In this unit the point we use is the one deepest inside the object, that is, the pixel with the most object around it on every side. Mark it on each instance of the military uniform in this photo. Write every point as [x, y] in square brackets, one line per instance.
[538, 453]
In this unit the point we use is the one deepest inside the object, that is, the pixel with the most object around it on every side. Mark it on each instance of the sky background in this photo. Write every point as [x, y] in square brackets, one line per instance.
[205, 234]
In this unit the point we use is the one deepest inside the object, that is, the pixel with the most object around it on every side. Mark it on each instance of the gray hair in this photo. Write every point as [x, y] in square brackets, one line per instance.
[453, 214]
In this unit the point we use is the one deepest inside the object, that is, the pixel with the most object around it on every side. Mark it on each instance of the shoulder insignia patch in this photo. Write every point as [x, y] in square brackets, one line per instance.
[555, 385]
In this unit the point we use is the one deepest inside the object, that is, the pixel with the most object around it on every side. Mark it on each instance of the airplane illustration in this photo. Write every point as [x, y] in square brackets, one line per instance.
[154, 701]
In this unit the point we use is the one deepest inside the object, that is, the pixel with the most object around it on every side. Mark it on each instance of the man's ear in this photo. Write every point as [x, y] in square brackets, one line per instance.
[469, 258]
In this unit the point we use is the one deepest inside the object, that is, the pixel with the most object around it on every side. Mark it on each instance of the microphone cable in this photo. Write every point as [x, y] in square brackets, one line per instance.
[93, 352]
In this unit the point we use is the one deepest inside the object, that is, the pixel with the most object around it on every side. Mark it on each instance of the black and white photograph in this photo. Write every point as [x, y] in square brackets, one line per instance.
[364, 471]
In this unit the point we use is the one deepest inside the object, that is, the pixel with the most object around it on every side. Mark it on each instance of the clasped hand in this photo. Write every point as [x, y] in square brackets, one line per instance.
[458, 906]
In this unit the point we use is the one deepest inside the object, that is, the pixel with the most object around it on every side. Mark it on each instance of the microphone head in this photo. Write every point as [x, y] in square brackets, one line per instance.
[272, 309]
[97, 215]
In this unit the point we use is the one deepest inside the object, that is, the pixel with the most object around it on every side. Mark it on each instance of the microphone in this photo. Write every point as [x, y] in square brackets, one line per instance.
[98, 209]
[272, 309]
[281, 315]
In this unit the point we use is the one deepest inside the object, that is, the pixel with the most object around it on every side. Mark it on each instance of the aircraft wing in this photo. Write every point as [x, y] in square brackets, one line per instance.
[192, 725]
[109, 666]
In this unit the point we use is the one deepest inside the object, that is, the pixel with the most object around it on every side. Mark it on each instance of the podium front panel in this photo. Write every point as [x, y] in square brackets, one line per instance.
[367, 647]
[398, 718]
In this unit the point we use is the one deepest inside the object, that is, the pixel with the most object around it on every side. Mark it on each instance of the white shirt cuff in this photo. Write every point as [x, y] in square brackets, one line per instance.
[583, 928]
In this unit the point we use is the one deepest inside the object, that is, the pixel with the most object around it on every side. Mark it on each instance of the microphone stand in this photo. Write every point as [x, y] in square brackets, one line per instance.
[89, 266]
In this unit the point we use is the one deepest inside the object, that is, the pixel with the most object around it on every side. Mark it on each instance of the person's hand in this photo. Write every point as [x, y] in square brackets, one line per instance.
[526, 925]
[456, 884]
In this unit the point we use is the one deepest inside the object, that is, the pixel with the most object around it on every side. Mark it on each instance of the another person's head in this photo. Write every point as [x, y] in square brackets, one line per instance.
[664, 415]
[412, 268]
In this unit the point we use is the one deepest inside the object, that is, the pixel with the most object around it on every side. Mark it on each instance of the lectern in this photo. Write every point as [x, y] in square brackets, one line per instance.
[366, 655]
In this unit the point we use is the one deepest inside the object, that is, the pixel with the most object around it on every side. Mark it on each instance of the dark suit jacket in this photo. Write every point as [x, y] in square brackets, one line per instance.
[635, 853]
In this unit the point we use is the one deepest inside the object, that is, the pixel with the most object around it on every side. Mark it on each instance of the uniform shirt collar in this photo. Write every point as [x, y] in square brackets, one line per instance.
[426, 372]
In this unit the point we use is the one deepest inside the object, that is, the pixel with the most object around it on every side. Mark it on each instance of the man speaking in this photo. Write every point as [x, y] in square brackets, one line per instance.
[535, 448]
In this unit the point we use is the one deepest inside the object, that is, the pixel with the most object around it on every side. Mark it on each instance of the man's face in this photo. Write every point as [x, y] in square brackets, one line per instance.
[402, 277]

* * *

All the data above should be restated in full, exactly.

### EXERCISE RESULT:
In this unit the point we use is the one deepest inside the object, that is, the pixel with the most object around it on every side. Mark it on each instance of the military uniform in this photo. Write every point as [x, y] in square brackets, one line per instance.
[538, 453]
In this unit the point we use is the one deepest inside the object, that is, the pixel with the most object around it on every side. Mark it on each instance of the sky background in this photo. Write every point as [x, y] in square brackets, one line per instance.
[205, 234]
In this unit the point we use is the one deepest inside the object, that is, the pixel with the most object around it on every side. Mark it on each instance of the gray hair in this photo. Write every point as [x, y] in square brackets, one line per instance.
[453, 214]
In this unit the point we use is the one deepest inside the object, that is, the pixel with the most object around it on every side. Mark it on each instance of the shoulder insignia patch in this photo. Write every point as [x, y] in square brackets, one line per instance.
[555, 385]
In this unit the point we use is the one deepest inside the object, that is, the pixel with the most object around it on every side. Mark it on each instance of the airplane illustration in this photo. Write every point as [x, y] in square brackets, one line per instance.
[154, 701]
In this unit the point we use is the one deepest inside the object, that is, the pixel with the most object around it on every side. Mark it on each instance of the man's ear in this photo. Write every point as [x, y] in square brackets, one line per instance.
[469, 258]
In this unit the point we use is the one deepest inside the object, that is, the pixel with the most object around it on every side. Mark it on each instance of the microphone cable in this photo. Write every point as [x, y] in square brackets, one line per instance.
[93, 352]
In this unit the point we use is the one deepest inside the object, that is, the pixel with the most object around it on every side. Mark it on each instance of the black and white photograph in this photo. Write every point as [x, y] in square brackets, one line per instance.
[364, 471]
In this unit the point we use is the one deepest inside the object, that is, the pixel with the most object around it on every side. Mark it on each instance of the clasped hand in this photo. Write every point as [x, y] in square brackets, one line per instance.
[458, 906]
In this unit the point we use is the one deepest inside the object, that is, the pixel with the most object around it on every side. Mark it on each instance of the microphone head in this photo. Write every point as [x, y] in square brackets, one line per instance.
[272, 309]
[97, 215]
In this unit the point we use is the one deepest inside the object, that is, the pixel with the most object around it on every side. Mark it on each instance of the microphone in this photo. Write every point as [x, y] in square brackets, one line per instance.
[98, 209]
[272, 309]
[281, 315]
In this unit the point we use is the one deepest inside the object, that is, the pixel with the most object around it on every side. Mark it on each instance of the aircraft wing in this photo. Write every point as [x, y] in square brackets, one line per instance.
[192, 725]
[109, 666]
In this unit the point we use is the one deepest inside the object, that is, the pixel with the most object around it on every side. Mark it on each instance of the podium front panel in this photo. Write every point as [x, y] in square brackets, one line per instance.
[367, 647]
[398, 718]
In this unit the point we use is the one deepest inside the object, that is, the pixel with the most object around it on every side. Mark it on each instance of the white shirt cuff in this photo. Write every point as [x, y] in square brackets, one line per instance.
[583, 928]
In this unit the point we use is the one deepest inside the object, that is, the pixel with the most object around it on every side. Mark it on each instance of the microphone stand in this photo. Write every point as [x, y] in square brackets, one line per instance.
[89, 266]
In this unit the point we use is the one deepest inside the object, that is, the pixel with the most object around it on every side. Mark it on each instance of the person's hand in this photo. Write every point as [x, y] in square brackets, one line per instance.
[526, 925]
[456, 884]
In this unit the point we use is the one deepest inside the object, that is, the pixel with the most object around it on every side. Mark it on each instance of the another person's head in this photo. Write every point as [x, y] in square brackets, one line per instance.
[664, 415]
[412, 268]
In this unit the point we use is the one deepest inside the object, that is, the pixel with the most object around it on every side. Mark it on each instance of the lectern in this photo. Write every point as [x, y] in square brackets, one line per instance.
[366, 655]
In this unit the point we use is the one deepest inside the object, that is, the pixel with the most object around it on every side. Mark it on each instance of the dark suit jacket in this photo. Write every point as [x, y] in square brackets, one line per instance.
[635, 853]
In this unit the point we use is the one deepest inside the object, that is, the pixel with the most object around it on every side. Mark it on each instance of the uniform shirt collar in this photo. Write every point as [x, y] in square brackets, one line per instance.
[426, 372]
In this unit the point we use is the one deepest inside the object, that is, the pixel with the most object around it on every side. Mark it on each instance of the man speaking in this photo. Write every point as [x, y] in square brackets, one line per instance.
[535, 448]
In this unit the point we use is the one deepest inside the object, that is, the pixel with the most object around it on every side. Mark it on each instance of the man's face in this photo. Write every point as [x, y] in square brackets, one line per instance.
[402, 277]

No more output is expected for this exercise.